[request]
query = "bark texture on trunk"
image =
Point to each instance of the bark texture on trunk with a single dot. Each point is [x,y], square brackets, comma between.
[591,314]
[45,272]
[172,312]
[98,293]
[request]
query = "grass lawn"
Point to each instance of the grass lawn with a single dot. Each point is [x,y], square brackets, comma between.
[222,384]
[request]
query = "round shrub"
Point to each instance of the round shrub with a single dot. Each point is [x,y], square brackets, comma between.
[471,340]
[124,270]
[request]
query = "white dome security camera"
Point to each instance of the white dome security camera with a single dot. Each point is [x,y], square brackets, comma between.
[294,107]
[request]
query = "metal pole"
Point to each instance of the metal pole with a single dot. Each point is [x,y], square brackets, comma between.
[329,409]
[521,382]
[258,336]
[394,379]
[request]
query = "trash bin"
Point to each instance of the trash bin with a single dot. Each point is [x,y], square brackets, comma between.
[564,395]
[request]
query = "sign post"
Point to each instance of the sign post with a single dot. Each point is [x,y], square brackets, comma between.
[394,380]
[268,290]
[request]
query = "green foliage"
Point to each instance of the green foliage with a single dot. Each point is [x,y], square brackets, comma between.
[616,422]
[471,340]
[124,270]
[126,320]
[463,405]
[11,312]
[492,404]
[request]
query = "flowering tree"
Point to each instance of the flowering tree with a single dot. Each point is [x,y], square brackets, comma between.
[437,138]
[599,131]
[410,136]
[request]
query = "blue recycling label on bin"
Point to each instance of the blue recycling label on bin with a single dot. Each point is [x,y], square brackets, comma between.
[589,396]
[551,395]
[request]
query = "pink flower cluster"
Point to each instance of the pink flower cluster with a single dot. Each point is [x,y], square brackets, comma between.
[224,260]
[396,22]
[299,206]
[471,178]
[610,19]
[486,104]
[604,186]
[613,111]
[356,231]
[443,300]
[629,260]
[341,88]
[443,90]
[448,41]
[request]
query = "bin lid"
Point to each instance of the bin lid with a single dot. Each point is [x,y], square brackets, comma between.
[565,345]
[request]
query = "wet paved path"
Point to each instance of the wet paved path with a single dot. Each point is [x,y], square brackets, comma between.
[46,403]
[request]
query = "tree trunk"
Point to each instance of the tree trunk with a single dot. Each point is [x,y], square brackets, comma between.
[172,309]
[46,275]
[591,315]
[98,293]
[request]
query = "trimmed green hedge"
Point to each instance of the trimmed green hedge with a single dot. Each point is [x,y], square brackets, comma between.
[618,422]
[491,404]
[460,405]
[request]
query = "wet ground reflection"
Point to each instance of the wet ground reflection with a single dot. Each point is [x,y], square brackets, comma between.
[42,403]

-- Exercise brief --
Produce an exact copy of every entry above.

-- Full answer --
[request]
query = "bark texture on trunk"
image =
Point to each instance of the bark texture on trunk with a single dot. Each point is [x,y], square brackets, comma between.
[591,314]
[45,272]
[172,312]
[98,293]
[request]
query = "grass lawn"
Point to each instance of the grass lawn with a single dot. Each point is [x,y], square brackets, comma between.
[222,384]
[request]
query = "round shrub"
Point to each instance of the round shrub with a single dot. Each point is [x,y], square brackets, comma between.
[471,340]
[124,270]
[request]
query = "white dome security camera"
Point to each instance of the white dome security camera with a single dot. Each point is [x,y], square brackets, comma between.
[294,107]
[request]
query = "metal pole"
Point to each instance of the metal pole with a single dot. Each point is [x,y], square brackets, comma between.
[329,409]
[521,382]
[258,336]
[394,379]
[request]
query = "trash bin"
Point to each instance of the trash bin with a single dot. Each point is [x,y], square brackets, comma between.
[564,395]
[request]
query = "sign post"
Point to each instance of the sign post with a single dot. Each point is [x,y], square brackets, comma between.
[394,380]
[268,290]
[request]
query = "green foliage"
Point to each instance of the green foliage with a single dot. Each point is [x,y], square brackets, comma between.
[616,422]
[471,340]
[124,270]
[126,320]
[463,405]
[11,312]
[492,404]
[request]
query = "flowering tree"
Point to each instance of the flowering tree with a single dot. Each point is [x,y], square brackets, comma between.
[437,138]
[599,131]
[410,136]
[request]
query = "blue recycling label on bin"
Point to each instance of the blue recycling label on bin with a single dot. Each point is [x,y], square brackets, comma between.
[589,396]
[551,395]
[request]
query = "pink flower cluster"
Point to each instance of the pink flower cluster with a single dot. Each point is [x,y], square brackets, comma between.
[224,260]
[396,22]
[299,206]
[471,178]
[610,19]
[486,104]
[604,186]
[613,111]
[356,231]
[443,300]
[629,260]
[341,88]
[443,90]
[448,41]
[request]
query = "bin lid"
Point to each instance of the bin lid with a single dot. Each point is [x,y], square brackets, comma between.
[565,345]
[request]
query = "wet paved path"
Point to each instance of the wet paved path with a single dot. Each point is [x,y], square brackets, comma between.
[46,403]
[request]
query = "tree trunk"
Point to each instance of the tree trunk with a single dot. Each point is [x,y], square brackets, comma between.
[172,309]
[46,275]
[591,315]
[98,293]
[request]
query = "trimmed green hedge"
Point to each instance of the trimmed green hedge with a single dot. Each point is [x,y], square brackets, comma between.
[618,422]
[491,404]
[460,405]
[request]
query = "wet ground reflection"
Point to each instance of the wet ground reflection with a single dot. Each point is [x,y], square brackets, comma between.
[42,403]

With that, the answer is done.